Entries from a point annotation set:
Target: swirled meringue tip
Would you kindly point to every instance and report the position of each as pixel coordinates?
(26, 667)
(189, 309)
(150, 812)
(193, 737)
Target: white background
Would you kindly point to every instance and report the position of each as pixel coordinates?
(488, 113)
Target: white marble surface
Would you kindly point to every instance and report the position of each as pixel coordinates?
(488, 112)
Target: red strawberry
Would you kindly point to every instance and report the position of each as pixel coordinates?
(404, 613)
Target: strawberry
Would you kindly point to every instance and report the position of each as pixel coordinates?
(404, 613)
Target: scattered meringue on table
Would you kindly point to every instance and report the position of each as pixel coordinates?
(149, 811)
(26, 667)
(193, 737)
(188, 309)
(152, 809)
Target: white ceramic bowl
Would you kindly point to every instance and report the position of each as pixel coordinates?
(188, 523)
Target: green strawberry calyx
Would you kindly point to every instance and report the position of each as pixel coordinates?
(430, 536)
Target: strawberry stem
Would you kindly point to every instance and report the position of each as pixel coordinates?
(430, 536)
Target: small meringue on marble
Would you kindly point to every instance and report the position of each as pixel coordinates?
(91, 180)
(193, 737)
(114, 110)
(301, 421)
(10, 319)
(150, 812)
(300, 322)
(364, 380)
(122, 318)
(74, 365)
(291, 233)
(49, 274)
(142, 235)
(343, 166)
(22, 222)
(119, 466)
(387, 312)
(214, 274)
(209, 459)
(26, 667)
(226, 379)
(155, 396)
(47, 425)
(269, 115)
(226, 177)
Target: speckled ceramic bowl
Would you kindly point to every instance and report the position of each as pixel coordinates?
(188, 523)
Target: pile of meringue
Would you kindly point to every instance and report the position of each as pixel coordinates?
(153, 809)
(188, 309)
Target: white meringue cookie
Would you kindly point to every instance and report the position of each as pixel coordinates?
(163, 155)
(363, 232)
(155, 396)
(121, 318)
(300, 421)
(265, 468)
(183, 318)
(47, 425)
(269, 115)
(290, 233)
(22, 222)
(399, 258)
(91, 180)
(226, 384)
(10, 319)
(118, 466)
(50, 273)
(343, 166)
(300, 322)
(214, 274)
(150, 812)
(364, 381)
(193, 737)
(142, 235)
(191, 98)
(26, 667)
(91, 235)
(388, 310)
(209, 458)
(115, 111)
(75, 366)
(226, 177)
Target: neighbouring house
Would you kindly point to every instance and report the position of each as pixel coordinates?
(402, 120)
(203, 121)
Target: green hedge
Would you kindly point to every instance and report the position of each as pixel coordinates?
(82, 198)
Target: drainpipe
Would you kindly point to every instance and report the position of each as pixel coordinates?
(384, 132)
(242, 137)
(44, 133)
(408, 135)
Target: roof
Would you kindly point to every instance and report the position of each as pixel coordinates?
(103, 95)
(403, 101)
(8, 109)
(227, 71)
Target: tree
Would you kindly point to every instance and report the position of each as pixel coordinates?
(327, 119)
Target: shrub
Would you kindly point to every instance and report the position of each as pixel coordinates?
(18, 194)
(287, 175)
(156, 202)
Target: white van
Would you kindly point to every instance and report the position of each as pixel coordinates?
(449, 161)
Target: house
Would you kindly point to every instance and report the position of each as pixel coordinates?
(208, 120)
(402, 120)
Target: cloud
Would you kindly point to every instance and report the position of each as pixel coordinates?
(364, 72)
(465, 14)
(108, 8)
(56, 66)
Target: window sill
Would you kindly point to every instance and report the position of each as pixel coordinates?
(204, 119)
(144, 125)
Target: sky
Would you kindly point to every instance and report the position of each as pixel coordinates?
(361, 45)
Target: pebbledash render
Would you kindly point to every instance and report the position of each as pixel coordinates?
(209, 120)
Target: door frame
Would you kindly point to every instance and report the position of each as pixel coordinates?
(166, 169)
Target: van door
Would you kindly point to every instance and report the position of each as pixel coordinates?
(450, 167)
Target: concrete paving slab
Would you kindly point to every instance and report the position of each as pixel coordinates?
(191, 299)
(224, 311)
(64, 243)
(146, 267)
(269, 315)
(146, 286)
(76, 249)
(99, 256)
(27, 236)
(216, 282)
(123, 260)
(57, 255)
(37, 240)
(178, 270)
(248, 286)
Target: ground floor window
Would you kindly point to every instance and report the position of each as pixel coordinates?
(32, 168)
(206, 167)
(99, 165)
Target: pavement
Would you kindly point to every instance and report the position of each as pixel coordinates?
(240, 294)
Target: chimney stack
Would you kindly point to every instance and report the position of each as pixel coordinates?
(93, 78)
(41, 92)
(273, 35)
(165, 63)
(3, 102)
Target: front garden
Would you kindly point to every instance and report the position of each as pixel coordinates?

● INSTRUCTION:
Reproduce each entry word for word.

● SOLUTION TO THE PROBLEM:
Target: swirled meringue tip
Would you kindly point to every instance and report the position of each as pixel coordinates?
(26, 667)
(189, 309)
(150, 812)
(193, 737)
Target: white background
Would you kindly point to every instance and report the position of each as pixel coordinates?
(488, 113)
Target: white marble surface
Would you kindly point to every instance and report the position of each as pixel coordinates?
(488, 112)
Target: red strawberry
Would you kindly point to every instance and report the position of each as pixel coordinates?
(404, 613)
Target: strawberry
Would you kindly point to every instance and report the position of each as pixel coordinates?
(404, 613)
Target: scattered meringue on table
Would you kindly point to every instance and report the position of each as pixel coordinates?
(149, 811)
(26, 667)
(193, 737)
(188, 309)
(152, 809)
Target: white ceramic bowl
Would you kindly point to every instance and report the position of each as pixel coordinates?
(188, 523)
Target: green strawberry calyx
Would you kindly point to every instance and report the position of each as pixel coordinates?
(430, 536)
Target: strawberry stem
Would you kindly point to every instance and report the position of each as pixel coordinates?
(430, 536)
Target: small meringue on marble
Would you kindly point to every instance and report the position of each as pixel coordinates?
(91, 180)
(193, 737)
(114, 110)
(301, 421)
(10, 319)
(150, 812)
(300, 322)
(364, 380)
(122, 318)
(74, 365)
(291, 233)
(49, 274)
(142, 235)
(343, 166)
(22, 222)
(119, 466)
(387, 312)
(214, 274)
(209, 459)
(26, 667)
(226, 379)
(155, 396)
(47, 425)
(269, 115)
(226, 177)
Target: speckled ceramic bowl
Would you kindly point to every instance and report the position of each as pixel coordinates?
(188, 523)
Target: pile of meringue
Would you kindly point to every instance and report the position of each as pixel coordinates?
(153, 809)
(188, 309)
Target: white meringue cookie
Would you kindly point to every instance and report the position of each as pixel coordinates?
(163, 155)
(363, 232)
(155, 396)
(121, 318)
(300, 421)
(265, 468)
(183, 318)
(47, 425)
(269, 115)
(290, 233)
(22, 222)
(399, 258)
(91, 180)
(226, 384)
(10, 319)
(118, 466)
(50, 273)
(343, 166)
(300, 322)
(214, 274)
(150, 812)
(364, 381)
(193, 737)
(142, 235)
(191, 98)
(26, 667)
(91, 235)
(388, 310)
(209, 458)
(115, 111)
(75, 366)
(226, 177)
Target: neighbouring house
Would you kindly point to every instance and report the position of each as pixel coordinates?
(402, 120)
(203, 121)
Target: green hedge
Would you kindly point to every instance and report the position of each as pixel coordinates?
(82, 198)
Target: drainpipe
Would you kindly point to every instance and report the position of each as pixel coordinates?
(384, 132)
(242, 137)
(44, 133)
(408, 135)
Target: roof
Would you kindly point to every instance and report the position of each as pixel coordinates?
(103, 95)
(403, 101)
(8, 109)
(227, 71)
Target: tree
Would you kindly point to every instance and report the position of each as pixel coordinates?
(327, 119)
Target: shrub
Would you kindly point to every instance and report the position of each as pixel coordinates?
(18, 194)
(287, 175)
(156, 202)
Target: white van
Would you kindly point to every instance and report the position of each as pixel coordinates?
(449, 161)
Target: house
Would you kindly point to every instance and report the position of each as pixel coordinates?
(208, 120)
(402, 120)
Target: cloud
Would you kindly point to every instance and report the position of each as pixel coordinates?
(364, 72)
(465, 14)
(108, 8)
(56, 66)
Target: window sill
Would you kindly point to every instance and report the position of each as pixel coordinates?
(204, 119)
(144, 125)
Target: sky
Would you kindly point to every instance and report the position of each as pixel coordinates?
(361, 45)
Target: pebbledash render
Would you kindly point to every instance and report the position of each as pixel coordinates?
(209, 120)
Target: door frame
Would you kindly point to every instance and report the position of each as pixel coordinates?
(166, 169)
Target: van door
Would you kindly point to every instance and report the position of each as pixel coordinates?
(450, 167)
Target: concrete paving slab
Would you kindly point to every instance and report the position of each as pixel coordinates?
(191, 299)
(224, 311)
(64, 243)
(146, 267)
(269, 315)
(146, 286)
(76, 249)
(99, 256)
(27, 236)
(216, 282)
(123, 260)
(57, 255)
(37, 240)
(178, 270)
(248, 286)
Target: ground floor window
Would you kindly point to every instance and report the position of each as pixel coordinates?
(32, 168)
(206, 167)
(99, 165)
Target: pavement
Would you kindly point to every instance and report the position of each as pixel coordinates?
(240, 294)
Target: chimney stack
Would you kindly point to every instance and report the position of each as pixel coordinates?
(93, 78)
(41, 92)
(273, 35)
(165, 63)
(3, 102)
Target: front garden
Would you kindly point to every instance and report the position of each as pixel coordinates?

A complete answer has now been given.